Items from a data source
::::::::::

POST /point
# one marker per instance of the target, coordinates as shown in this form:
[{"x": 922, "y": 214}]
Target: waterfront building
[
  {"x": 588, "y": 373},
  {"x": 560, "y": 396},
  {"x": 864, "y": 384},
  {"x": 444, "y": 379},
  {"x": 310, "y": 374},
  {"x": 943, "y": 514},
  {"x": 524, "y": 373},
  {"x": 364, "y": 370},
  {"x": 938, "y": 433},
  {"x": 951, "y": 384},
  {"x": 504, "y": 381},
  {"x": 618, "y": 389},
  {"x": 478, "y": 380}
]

::::::::::

● **What to produce**
Please give each line above again, word for word.

● **Your solution**
POST /point
# one marker per instance of the target, coordinates as shown in this form:
[{"x": 922, "y": 214}]
Target: waterfront building
[
  {"x": 588, "y": 373},
  {"x": 560, "y": 396},
  {"x": 864, "y": 384},
  {"x": 444, "y": 379},
  {"x": 310, "y": 374},
  {"x": 943, "y": 514},
  {"x": 524, "y": 373},
  {"x": 364, "y": 370},
  {"x": 938, "y": 433},
  {"x": 951, "y": 384},
  {"x": 504, "y": 381},
  {"x": 618, "y": 389},
  {"x": 478, "y": 380}
]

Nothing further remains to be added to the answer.